Tarea 1:
Reescribe como lista breve el párrafo del texto sobre el capitán del Costa Concordia que comienza con «Bien es verdad que en el curso», conservando sus datos principales.
Tarea 2:
Por favor, prolonga el texto sobre el capitán del Costa Concordia a partir de su último párrafo, con uno o dos párrafos más en el mismo tono.

Extracto del texto:

"""

Como diría aquel hierático humorista llamado Eugenio: “¿Saben aquel que diu…?” Se estaba hundiendo un crucero inmenso y el capitán del barco salta el primero a una lancha de rescate. Un marinero le dice: “Pero, capitán, que todavía quedan mujeres a bordo. Y él le contesta: “Sí, sí, paechar un polvo estoy yo ahora”. Pues esto que parece un chiste, ha sucedido igualito, igualito, en el accidentado naufragio ocurrido frente a la isla de Giglio con elCosta Concordia. Y eso que la causa no fueron los elementos, como ocurrió con la Armada Invencible , sino una chulería, una ineptitud, una torpeza del propio capitán que, una vez que la hizo buena -es decir, mala-, salió de allí como el que se quita avispas del culo.
Bien es verdad que en el curso para Capitán de Barco no hay detectores de cobardes y, más allá de esa caballerosa norma que asevera que el último que abandona el barco es el capitán, a todo capitán se le supone un mínimo de valentía, de honorabilidad, de esfuerzo por no dejar salir al cobardica que, de alguna manera, todos llevamos dentro. Pero… este hombrecico, llamado Francesco Schettino, para hacerse capitán de crucero debió ver mucho aquella famosa serie de “Vacaciones en el mar”, en donde todo salía siempre a pedir de boca y los únicos contratiempos que ocurrían eran en la cena de gala con el capitán por no tener la temperatura perfecta la sopa de langosta.
Dicen que son las ratas las primeras que abandonan el barco cuando se hunde. Imagino que esa máxima la sabría también el capitán del Costa Concordia, pero no debió importarle. A falta de caballos, que troten los asnos, dice nuestro refranero y eso debió pensar él o, quizá, pensó en otro que escuché en italiano en las noticias del telediario que venía a decir, más o menos, que capitán que huye no se ahoga.

"""

Filas:
"""

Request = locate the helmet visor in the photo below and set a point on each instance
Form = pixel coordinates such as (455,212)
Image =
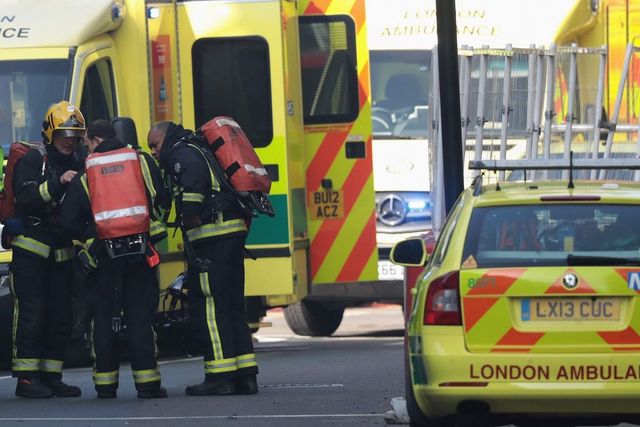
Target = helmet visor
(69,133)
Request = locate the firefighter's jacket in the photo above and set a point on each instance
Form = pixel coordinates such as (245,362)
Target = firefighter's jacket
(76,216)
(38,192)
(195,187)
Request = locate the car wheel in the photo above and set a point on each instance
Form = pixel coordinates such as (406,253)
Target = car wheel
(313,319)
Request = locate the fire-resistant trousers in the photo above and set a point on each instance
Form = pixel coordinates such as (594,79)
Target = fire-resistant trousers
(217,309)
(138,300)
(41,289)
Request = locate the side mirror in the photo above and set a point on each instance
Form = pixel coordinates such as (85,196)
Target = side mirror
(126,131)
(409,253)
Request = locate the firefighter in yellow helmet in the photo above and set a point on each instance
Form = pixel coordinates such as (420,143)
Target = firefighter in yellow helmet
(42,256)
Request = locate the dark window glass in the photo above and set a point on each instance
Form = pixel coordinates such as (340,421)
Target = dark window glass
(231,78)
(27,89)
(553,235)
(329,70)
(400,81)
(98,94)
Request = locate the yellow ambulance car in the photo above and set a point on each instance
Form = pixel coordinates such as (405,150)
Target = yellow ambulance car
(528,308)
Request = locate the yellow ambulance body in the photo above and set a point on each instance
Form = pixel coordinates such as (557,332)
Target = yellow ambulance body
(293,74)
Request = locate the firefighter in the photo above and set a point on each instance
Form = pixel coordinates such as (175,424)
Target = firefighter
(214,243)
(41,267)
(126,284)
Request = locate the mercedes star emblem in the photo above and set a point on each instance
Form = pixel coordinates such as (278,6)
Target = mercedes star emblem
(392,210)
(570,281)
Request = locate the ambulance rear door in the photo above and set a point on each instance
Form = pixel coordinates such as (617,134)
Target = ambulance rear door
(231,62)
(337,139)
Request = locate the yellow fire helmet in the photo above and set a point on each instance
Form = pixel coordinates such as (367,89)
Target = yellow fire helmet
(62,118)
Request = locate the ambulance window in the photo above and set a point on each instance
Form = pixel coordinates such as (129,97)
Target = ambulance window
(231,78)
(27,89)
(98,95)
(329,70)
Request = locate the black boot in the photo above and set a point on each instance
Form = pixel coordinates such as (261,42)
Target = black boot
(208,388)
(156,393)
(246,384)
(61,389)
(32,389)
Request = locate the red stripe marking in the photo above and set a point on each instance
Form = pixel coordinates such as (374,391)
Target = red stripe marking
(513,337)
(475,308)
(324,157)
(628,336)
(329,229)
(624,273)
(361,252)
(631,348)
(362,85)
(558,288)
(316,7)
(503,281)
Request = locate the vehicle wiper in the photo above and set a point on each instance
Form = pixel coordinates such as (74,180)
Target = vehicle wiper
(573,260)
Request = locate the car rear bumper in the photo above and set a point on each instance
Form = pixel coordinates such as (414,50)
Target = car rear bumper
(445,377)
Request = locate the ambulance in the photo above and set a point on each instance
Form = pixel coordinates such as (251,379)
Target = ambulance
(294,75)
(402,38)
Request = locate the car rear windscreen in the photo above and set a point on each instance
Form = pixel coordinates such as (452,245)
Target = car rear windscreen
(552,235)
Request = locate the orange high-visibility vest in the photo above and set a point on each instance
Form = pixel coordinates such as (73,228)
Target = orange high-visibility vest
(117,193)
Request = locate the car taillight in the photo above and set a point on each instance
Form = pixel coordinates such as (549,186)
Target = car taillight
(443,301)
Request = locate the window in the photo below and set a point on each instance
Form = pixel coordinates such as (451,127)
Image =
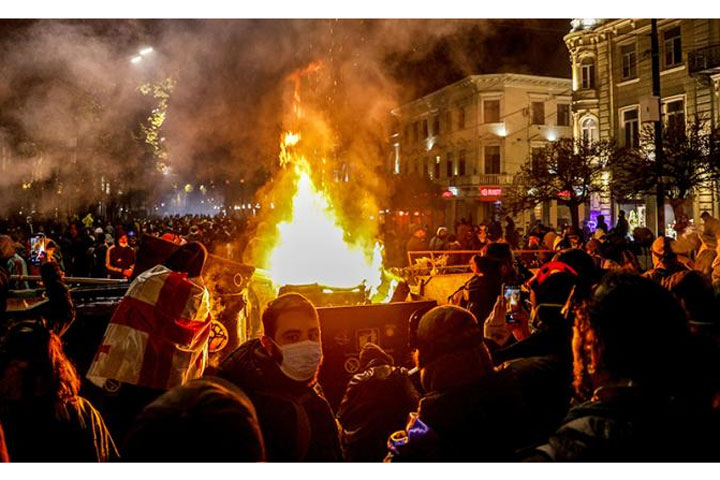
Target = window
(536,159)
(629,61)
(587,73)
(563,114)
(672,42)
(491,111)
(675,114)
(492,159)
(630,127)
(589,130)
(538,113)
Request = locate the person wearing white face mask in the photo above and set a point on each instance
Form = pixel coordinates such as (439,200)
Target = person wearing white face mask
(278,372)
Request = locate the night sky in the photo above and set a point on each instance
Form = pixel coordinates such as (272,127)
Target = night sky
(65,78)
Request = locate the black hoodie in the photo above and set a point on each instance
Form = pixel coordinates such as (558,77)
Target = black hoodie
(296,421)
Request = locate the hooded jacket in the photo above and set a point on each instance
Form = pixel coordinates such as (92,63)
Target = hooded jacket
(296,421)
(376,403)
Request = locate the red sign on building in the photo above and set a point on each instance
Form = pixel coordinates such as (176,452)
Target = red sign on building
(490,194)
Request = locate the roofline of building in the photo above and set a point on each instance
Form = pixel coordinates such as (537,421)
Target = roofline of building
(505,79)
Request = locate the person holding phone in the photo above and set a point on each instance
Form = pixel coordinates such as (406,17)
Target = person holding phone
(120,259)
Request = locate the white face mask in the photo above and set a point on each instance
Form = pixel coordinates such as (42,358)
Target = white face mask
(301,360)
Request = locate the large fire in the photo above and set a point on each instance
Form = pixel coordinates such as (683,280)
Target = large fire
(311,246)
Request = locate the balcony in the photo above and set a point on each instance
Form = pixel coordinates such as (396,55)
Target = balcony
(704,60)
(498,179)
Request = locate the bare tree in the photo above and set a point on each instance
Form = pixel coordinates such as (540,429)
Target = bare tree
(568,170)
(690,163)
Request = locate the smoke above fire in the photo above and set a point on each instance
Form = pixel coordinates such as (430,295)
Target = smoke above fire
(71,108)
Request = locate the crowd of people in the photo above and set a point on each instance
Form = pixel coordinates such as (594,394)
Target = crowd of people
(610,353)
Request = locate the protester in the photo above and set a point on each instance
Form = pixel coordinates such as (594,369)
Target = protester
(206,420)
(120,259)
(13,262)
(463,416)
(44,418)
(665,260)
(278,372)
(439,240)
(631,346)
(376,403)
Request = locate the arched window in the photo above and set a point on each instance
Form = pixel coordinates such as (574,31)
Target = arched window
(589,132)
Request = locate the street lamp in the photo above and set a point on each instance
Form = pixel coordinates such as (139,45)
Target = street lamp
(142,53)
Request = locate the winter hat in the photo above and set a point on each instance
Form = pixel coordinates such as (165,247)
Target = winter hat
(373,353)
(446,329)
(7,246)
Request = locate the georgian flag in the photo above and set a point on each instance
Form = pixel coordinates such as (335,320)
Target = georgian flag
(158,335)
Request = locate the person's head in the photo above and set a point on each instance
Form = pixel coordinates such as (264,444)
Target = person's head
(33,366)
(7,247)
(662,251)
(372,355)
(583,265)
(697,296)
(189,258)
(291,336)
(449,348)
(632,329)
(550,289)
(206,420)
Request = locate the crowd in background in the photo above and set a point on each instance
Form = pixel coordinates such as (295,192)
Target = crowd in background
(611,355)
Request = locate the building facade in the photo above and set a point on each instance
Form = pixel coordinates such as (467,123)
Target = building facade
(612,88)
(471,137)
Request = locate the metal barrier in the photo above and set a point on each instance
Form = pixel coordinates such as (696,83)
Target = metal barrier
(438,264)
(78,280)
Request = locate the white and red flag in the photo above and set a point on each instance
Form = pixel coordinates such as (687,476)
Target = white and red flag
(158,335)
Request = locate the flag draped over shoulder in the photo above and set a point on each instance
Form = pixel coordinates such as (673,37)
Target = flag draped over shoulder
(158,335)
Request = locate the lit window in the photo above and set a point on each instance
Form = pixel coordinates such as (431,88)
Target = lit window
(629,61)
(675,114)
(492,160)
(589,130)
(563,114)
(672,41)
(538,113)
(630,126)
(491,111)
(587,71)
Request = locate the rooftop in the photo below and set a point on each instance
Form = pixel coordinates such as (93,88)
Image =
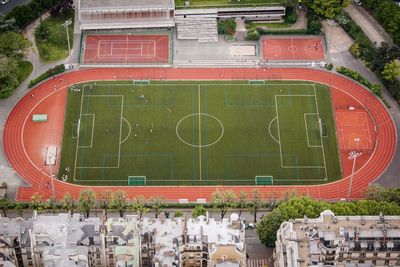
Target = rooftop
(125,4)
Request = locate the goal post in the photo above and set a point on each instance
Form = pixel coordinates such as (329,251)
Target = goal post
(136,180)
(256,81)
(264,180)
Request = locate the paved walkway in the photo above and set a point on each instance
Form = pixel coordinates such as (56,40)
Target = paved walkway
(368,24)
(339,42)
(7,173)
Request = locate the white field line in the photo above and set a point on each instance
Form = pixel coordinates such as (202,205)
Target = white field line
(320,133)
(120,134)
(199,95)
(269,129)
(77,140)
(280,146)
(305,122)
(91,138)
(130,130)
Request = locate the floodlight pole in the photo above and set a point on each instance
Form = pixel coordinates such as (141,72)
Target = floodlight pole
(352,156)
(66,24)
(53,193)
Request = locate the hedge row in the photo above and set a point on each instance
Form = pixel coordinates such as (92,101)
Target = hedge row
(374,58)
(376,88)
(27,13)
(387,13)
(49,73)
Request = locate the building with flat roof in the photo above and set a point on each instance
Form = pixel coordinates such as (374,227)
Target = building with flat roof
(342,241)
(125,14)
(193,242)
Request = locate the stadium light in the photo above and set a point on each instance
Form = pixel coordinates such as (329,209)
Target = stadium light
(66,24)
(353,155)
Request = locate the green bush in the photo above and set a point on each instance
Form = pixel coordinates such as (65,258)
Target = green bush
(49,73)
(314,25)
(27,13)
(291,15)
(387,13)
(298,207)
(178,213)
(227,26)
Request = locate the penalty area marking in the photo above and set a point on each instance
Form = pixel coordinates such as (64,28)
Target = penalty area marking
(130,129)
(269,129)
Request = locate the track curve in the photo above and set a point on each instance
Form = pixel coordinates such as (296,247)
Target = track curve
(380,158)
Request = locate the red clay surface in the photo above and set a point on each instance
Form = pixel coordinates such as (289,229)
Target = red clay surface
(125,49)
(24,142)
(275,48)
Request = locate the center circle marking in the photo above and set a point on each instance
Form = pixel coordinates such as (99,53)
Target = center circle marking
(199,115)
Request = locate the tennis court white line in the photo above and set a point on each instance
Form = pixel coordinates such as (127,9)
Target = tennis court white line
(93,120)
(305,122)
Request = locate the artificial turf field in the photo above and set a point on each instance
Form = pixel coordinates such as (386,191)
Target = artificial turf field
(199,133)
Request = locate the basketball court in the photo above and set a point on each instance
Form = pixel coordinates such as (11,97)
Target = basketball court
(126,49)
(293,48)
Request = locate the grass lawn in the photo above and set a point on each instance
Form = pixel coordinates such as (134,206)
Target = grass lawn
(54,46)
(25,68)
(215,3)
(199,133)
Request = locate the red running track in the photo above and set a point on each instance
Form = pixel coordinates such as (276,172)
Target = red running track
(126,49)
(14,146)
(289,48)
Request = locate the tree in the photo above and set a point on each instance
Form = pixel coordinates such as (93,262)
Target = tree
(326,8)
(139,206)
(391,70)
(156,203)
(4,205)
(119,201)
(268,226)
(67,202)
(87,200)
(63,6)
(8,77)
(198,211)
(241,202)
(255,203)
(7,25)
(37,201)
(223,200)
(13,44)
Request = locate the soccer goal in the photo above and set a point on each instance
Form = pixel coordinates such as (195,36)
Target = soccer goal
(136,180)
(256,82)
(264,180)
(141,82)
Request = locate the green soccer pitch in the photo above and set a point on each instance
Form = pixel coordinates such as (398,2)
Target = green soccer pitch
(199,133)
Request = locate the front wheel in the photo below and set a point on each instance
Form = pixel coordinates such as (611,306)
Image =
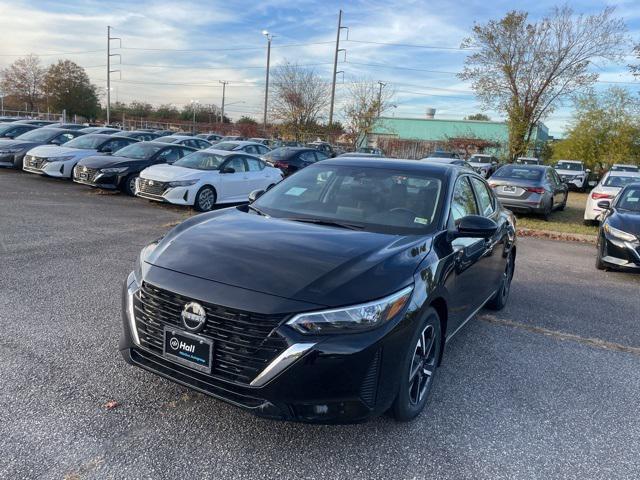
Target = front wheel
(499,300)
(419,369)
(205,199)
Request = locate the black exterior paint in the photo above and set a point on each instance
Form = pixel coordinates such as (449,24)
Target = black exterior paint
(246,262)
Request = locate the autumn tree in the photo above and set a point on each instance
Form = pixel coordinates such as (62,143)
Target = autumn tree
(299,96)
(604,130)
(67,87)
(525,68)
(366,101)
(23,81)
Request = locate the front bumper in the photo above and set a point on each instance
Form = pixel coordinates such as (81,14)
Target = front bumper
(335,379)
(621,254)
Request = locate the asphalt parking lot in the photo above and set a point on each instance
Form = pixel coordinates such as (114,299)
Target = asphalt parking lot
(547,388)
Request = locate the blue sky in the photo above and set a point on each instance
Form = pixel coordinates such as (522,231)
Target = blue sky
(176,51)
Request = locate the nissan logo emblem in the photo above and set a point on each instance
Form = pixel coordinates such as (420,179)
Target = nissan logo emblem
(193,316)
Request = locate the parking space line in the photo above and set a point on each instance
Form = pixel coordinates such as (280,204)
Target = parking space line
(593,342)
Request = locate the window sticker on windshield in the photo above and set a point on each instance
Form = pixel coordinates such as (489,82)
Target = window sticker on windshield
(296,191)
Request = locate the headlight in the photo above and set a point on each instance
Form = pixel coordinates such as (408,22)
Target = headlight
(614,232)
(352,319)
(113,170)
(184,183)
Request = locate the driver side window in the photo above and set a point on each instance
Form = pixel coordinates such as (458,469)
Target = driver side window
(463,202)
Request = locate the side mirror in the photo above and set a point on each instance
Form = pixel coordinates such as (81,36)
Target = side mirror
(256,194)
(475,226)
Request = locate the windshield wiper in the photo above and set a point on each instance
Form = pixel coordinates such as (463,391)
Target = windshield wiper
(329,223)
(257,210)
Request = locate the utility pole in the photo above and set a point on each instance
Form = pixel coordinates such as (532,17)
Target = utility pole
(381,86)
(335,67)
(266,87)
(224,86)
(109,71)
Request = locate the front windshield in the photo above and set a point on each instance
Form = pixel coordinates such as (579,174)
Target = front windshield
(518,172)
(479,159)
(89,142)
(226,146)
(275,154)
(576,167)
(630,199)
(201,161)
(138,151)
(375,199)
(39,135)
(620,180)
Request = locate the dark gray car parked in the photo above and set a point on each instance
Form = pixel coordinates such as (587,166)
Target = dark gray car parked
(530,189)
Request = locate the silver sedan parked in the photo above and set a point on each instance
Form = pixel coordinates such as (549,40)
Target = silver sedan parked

"""

Respuesta esperada 1:
- En el curso para capitán de barco no hay detectores de cobardes.
- Más allá de la norma de que el último en abandonar el barco es el capitán, a todo capitán se le supone un mínimo de valentía, de honorabilidad y de esfuerzo por no dejar salir al cobarde que todos llevamos dentro.
- Para hacerse capitán de crucero, Francesco Schettino debió de ver mucho la serie «Vacaciones en el mar», donde todo salía siempre bien y el único contratiempo era que la sopa de langosta de la cena de gala no tuviera la temperatura perfecta.

Respuesta esperada 2:
Ahora bien, asumiendo que todos somos héroes y cobardes; ovejas y lobos; Dr. Jekill y Mr. Hyde… y que, dependiendo de sabe Dios qué extraños resortes, dejamos salir a uno u otro, el problema de realizar una heroicidad o una miserable acción va más allá de las vidas que eso pueda llevarse por delante -que no es poco-, y hasta del peso que se pueda arrastrar para siempre en el saco de la conciencia -si es que se tiene, cosa que pongo en duda-. El problema es que, tanto los cobardes, los lobos o los Mr. Hyde, de turno tienen padres, hermanos, esposas, hijos… a los que salpican, de manera distinta pero más vergonzante y dolorosa, la cobardía o indignidad realizada por los autores. Dicen que el triunfo tiene muchos padres, pero el fracaso es huérfano. Es posible que el fracaso sea huérfano, pero el “fracasado” no lo es.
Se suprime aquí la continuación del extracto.